(Excerpt to read):

· · · ·

Toxicity & Disease – Thomas Hartung, MD, Johns Hopkins Bloomberg School of Public Health – New Technology Advances to Improve Toxicity Testing and Disease Modeling
Finding Genius Podcast
Richard Jacobs
4.4 • 1K Ratings
🗓️ 6 November 2019
⏱️ 38 minutes
🧾️ Download transcript
Summary
Thomas Hartung, MD, Johns Hopkins Bloomberg School of Public Health, delivers an insightful overview of his work studying toxicity testing improvements, organoids, and advancing technologies.
Dr. Hartung has departmental affiliations with the Environmental Health and Engineering and Molecular Microbiology and Immunology departments at Johns Hopkins. Dr. Hartung's work is heavily focused on creating a paradigm shift in toxicity testing to improve overall public health. Dr. Hartung has been an integral part of the implementation of the 2007 NRC vision document known as, "Toxicity Testing in the 21st Century – a vision and a strategy."
Dr. Hartung discusses his background, and the road he has taken to arrive at his current place as a leading voice in the discussions concerning toxicity and animal testing. He explains that the technological opportunities have advanced significantly in the last few years. Dr. Hartung discusses 'organ on a chip' technologies and other advanced tissue, etc. work. As he explains, this field is permanently moving. The advancement of organoids, which are small, self-organized 3D tissue cultures that are actually derived from stem cells, is changing the way research is done.

· · · ·

(Using the information):
A. From the podcast summary about Thomas Hartung's work on toxicity testing, copy the passage from "Toxicity & Disease" to "and advancing technologies.".
B. According to the podcast summary about Thomas Hartung, what is the purpose of his focus on creating a paradigm shift in toxicity testing?
C. Continue the podcast summary about Thomas Hartung's toxicity testing work for a few sentences, picking up after its last sentence.

(Source data):
· · · ·

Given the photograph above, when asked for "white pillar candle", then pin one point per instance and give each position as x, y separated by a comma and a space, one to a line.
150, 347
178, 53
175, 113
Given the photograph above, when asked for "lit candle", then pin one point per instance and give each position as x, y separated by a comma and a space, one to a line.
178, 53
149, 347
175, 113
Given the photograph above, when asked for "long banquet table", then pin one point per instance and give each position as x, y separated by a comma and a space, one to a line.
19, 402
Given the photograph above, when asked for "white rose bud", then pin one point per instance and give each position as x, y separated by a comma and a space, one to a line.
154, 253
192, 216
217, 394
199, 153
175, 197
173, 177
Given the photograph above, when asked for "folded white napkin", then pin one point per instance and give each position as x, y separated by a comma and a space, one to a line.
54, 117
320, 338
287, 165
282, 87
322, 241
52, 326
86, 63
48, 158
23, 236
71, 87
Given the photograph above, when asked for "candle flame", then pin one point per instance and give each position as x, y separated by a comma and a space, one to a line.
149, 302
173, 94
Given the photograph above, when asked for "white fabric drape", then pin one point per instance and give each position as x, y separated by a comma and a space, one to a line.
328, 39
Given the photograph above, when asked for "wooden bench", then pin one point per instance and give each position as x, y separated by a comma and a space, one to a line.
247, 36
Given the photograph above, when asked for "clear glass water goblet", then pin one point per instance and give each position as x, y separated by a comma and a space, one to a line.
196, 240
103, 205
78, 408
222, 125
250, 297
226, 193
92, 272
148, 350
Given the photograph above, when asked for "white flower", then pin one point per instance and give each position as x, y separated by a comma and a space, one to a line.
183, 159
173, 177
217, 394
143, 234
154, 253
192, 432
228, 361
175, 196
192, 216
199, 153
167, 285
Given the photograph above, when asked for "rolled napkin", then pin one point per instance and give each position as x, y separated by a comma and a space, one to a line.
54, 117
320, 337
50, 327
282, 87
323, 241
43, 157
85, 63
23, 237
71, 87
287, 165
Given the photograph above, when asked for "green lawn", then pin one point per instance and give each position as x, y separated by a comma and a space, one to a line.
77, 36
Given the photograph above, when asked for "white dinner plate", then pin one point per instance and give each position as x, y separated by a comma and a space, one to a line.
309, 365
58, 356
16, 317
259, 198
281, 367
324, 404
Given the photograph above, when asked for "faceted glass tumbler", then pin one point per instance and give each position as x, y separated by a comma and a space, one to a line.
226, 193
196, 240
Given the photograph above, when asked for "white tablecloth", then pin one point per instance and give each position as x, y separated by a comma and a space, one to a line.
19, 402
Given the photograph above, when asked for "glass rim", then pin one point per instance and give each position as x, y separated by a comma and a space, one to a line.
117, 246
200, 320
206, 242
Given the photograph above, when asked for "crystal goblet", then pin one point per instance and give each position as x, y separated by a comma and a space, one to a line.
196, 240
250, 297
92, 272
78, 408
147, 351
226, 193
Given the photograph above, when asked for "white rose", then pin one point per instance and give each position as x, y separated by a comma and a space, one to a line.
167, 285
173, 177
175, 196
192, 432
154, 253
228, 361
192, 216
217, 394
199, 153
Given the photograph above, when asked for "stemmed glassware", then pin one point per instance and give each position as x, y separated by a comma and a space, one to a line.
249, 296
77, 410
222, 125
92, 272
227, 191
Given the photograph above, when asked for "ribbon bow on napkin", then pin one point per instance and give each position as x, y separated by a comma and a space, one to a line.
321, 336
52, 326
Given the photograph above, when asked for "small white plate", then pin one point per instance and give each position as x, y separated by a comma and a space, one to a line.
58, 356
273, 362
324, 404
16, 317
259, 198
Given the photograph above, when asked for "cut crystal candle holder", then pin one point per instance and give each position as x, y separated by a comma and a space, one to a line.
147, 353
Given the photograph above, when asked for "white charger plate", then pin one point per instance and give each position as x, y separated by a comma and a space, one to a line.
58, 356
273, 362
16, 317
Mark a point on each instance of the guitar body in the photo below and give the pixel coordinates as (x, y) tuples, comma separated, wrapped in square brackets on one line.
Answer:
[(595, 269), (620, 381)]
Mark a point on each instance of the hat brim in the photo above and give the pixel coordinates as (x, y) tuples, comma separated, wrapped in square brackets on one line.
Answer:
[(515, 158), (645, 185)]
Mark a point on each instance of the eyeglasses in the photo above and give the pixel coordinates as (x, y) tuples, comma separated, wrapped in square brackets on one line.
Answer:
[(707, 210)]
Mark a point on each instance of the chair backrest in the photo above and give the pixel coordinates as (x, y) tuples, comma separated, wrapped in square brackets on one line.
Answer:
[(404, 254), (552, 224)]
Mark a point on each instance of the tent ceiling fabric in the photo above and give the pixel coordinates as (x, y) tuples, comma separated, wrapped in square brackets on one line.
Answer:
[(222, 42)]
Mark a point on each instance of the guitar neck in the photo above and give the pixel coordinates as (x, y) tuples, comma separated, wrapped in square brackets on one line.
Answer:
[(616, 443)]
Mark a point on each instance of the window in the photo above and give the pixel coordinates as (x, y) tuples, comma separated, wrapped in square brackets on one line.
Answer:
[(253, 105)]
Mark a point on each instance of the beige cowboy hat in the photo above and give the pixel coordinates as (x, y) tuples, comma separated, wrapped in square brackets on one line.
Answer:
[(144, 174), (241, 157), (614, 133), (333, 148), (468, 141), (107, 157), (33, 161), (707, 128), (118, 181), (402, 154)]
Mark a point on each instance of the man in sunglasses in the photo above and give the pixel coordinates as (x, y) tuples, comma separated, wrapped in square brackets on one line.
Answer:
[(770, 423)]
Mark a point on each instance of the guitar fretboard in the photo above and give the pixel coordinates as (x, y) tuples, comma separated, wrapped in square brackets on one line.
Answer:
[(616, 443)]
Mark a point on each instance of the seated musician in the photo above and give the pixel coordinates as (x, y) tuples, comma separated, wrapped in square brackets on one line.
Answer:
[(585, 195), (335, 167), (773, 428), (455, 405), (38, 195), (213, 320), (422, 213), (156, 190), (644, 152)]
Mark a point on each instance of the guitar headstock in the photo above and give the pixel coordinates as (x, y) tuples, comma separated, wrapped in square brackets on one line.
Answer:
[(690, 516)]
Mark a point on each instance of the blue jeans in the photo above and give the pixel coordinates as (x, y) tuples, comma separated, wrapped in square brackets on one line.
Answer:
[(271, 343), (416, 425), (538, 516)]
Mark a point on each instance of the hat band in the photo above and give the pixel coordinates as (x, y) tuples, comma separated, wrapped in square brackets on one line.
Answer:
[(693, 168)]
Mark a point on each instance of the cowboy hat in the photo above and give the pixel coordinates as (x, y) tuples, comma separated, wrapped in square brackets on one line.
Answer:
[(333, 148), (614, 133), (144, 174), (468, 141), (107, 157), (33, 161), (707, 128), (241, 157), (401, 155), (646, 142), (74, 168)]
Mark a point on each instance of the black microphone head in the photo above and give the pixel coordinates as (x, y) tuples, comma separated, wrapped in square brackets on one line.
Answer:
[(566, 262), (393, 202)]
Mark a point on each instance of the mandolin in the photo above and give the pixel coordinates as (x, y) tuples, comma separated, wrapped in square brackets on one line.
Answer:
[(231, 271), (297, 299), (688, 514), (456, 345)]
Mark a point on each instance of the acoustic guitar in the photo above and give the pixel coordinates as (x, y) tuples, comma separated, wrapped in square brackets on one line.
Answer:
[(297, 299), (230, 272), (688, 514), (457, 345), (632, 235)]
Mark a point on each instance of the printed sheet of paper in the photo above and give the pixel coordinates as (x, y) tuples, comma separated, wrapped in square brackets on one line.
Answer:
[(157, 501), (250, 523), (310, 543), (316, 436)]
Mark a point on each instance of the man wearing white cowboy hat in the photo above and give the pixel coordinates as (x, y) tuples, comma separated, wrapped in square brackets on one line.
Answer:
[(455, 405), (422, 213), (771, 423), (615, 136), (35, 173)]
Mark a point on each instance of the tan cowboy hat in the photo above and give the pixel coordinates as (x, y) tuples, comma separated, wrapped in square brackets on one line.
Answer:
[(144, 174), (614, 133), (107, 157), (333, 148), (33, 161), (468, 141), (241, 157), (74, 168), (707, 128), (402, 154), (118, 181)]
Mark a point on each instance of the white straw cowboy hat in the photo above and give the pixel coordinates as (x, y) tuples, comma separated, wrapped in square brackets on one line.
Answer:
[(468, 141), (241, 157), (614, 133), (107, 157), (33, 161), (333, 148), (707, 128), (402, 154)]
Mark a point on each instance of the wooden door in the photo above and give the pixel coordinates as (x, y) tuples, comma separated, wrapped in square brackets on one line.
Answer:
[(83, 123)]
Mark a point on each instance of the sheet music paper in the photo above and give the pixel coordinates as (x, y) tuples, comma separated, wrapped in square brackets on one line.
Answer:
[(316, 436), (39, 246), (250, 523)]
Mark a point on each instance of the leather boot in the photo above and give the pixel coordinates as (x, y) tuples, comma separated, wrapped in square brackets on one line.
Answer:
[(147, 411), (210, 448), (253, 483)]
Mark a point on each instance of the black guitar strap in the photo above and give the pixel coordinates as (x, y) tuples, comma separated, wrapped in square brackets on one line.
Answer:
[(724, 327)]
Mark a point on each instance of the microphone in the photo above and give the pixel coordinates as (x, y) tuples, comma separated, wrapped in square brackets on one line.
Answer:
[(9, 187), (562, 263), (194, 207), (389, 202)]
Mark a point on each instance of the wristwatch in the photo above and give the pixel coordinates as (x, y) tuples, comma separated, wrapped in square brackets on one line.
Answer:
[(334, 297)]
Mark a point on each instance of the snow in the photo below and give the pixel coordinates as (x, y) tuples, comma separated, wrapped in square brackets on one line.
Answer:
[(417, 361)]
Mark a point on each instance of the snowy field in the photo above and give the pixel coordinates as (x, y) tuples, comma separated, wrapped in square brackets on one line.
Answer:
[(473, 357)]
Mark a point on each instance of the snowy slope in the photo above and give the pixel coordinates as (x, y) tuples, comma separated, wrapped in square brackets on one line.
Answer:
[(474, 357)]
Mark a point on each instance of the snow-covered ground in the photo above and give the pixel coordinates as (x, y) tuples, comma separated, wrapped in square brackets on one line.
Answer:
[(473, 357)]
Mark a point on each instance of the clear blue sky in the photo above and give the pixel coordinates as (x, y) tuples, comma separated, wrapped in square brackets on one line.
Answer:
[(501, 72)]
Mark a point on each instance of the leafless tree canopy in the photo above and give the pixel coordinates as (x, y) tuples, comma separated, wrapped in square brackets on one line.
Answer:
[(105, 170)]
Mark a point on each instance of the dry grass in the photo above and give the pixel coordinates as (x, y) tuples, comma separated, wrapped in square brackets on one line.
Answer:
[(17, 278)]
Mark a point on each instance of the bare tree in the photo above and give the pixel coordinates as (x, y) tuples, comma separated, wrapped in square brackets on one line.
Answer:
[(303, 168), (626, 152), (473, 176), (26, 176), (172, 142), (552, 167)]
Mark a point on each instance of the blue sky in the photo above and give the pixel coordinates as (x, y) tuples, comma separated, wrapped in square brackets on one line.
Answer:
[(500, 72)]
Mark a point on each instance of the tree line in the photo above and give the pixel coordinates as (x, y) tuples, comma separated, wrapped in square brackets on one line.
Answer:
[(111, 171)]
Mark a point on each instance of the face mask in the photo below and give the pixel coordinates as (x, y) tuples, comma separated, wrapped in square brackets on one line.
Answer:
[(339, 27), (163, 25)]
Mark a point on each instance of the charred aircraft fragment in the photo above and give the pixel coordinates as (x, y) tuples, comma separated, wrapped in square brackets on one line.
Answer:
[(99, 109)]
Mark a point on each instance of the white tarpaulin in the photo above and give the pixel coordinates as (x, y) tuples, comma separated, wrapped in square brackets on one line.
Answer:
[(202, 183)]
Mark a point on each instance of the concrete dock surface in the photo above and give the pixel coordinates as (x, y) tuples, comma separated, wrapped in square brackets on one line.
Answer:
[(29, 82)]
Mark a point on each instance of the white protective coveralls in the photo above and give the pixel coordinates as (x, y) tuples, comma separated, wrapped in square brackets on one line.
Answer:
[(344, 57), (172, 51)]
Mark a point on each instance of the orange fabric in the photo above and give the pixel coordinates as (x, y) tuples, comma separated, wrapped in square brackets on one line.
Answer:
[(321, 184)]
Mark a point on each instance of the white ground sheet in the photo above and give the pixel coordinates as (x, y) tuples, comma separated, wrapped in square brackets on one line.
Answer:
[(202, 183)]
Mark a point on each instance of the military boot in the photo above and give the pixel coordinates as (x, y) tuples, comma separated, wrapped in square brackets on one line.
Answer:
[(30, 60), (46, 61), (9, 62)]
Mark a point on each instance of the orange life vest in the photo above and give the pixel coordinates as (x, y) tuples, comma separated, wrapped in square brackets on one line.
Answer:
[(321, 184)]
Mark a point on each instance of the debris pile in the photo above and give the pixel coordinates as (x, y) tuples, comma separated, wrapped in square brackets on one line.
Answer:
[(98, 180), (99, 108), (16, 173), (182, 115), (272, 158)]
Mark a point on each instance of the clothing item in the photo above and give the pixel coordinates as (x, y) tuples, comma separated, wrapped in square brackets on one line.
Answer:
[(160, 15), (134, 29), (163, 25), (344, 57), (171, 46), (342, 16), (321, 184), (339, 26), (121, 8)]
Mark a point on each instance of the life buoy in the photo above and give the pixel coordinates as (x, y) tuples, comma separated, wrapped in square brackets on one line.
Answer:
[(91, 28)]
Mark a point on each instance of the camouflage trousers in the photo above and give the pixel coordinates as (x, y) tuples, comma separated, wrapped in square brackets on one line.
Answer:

· · · ·

(Written responses):
A.
Toxicity & Disease – Thomas Hartung, MD, Johns Hopkins Bloomberg School of Public Health – New Technology Advances to Improve Toxicity Testing and Disease Modeling
Finding Genius Podcast
Richard Jacobs
4.4 • 1K Ratings
🗓️ 6 November 2019
⏱️ 38 minutes
🧾️ Download transcript
Summary
Thomas Hartung, MD, Johns Hopkins Bloomberg School of Public Health, delivers an insightful overview of his work studying toxicity testing improvements, organoids, and advancing technologies.

B. His work aims at that paradigm shift in order to improve overall public health.

C.
The research doctor talks about the importance of toxicity testing, cellular communication and tissue technology, as well as genomics and metabolomics, discussing nutrients, types of cells, and the coming research that will certainly advance the field. Learning from current experiences, he explains that the 'human on a chip' technologies will continue to change as more research is done. Organoids are being used to test various compounds to observe the relative toxicity, but they are utilized for other reasons as well, such as modeling diseases. As Dr. Hartung states, the future will likely bring these types of
systems into all kinds of toxicity testing, and replace animal testing altogether if possible.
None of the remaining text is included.